**Work required**. Out of all the lines below, count those with the word "building". Give the number only.

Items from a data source

+-------+

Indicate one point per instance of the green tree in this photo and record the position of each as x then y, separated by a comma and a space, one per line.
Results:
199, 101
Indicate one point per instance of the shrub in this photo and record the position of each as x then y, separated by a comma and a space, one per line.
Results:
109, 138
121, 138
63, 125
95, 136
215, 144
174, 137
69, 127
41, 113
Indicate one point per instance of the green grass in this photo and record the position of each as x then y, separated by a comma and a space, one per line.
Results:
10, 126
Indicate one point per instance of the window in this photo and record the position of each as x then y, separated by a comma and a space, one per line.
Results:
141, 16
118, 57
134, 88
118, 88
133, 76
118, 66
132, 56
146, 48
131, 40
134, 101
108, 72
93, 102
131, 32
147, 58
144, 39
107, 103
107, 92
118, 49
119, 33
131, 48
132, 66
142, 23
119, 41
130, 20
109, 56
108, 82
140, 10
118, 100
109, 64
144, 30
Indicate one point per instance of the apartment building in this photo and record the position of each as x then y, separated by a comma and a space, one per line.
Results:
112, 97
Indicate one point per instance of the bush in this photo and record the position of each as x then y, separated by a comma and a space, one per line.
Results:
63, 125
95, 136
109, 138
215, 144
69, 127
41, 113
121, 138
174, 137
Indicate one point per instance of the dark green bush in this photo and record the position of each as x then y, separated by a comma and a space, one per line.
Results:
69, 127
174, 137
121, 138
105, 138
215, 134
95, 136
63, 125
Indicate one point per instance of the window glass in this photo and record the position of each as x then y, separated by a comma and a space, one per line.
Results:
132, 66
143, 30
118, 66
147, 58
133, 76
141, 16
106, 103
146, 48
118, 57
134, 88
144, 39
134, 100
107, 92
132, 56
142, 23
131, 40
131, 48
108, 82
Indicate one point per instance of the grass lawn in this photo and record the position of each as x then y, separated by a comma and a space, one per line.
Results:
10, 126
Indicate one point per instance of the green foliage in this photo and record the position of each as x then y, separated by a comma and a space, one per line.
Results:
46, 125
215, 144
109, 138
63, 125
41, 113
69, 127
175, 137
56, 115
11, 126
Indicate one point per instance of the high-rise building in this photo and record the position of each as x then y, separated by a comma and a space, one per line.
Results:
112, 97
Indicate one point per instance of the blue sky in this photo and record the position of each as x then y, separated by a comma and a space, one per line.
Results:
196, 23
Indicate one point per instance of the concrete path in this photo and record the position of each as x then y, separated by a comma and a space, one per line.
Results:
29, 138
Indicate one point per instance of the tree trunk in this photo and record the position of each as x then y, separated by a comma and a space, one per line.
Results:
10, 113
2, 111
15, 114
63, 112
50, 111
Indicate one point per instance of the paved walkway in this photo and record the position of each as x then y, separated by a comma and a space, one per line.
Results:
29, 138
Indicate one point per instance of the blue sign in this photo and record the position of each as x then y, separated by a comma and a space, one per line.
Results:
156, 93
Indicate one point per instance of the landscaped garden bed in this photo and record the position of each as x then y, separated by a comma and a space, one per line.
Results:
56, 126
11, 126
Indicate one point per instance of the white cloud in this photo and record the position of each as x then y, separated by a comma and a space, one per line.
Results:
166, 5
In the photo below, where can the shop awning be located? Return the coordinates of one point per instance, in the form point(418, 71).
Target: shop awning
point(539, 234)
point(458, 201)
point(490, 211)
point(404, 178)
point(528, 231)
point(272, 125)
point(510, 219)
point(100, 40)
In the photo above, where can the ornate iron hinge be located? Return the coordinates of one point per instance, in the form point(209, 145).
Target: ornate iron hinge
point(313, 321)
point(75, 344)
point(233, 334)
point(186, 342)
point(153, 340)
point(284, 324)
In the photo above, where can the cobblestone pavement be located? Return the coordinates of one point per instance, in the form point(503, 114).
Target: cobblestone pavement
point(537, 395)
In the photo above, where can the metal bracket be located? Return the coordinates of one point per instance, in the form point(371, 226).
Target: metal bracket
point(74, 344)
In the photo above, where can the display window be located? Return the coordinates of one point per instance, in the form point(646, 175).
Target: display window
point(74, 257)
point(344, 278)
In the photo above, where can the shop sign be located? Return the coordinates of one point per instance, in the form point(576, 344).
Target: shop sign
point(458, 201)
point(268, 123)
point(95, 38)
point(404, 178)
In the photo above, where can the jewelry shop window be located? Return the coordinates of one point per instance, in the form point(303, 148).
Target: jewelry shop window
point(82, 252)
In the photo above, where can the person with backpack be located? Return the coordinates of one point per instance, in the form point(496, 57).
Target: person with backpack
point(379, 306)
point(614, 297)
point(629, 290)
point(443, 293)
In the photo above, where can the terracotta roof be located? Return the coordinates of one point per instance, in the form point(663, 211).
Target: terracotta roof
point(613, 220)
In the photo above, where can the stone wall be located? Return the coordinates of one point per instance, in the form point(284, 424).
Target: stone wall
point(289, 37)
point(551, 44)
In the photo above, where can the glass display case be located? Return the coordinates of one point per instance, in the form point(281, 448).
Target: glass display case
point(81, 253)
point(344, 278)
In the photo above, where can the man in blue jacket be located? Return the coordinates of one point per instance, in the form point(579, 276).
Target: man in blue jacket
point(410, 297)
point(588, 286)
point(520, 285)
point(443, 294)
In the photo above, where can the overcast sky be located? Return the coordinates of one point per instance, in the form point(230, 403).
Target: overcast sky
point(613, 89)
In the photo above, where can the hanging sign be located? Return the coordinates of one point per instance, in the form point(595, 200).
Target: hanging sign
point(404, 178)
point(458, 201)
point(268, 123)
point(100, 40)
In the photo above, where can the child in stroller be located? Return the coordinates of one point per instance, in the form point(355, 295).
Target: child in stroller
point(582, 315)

+-------+

**Answer to this task**. 2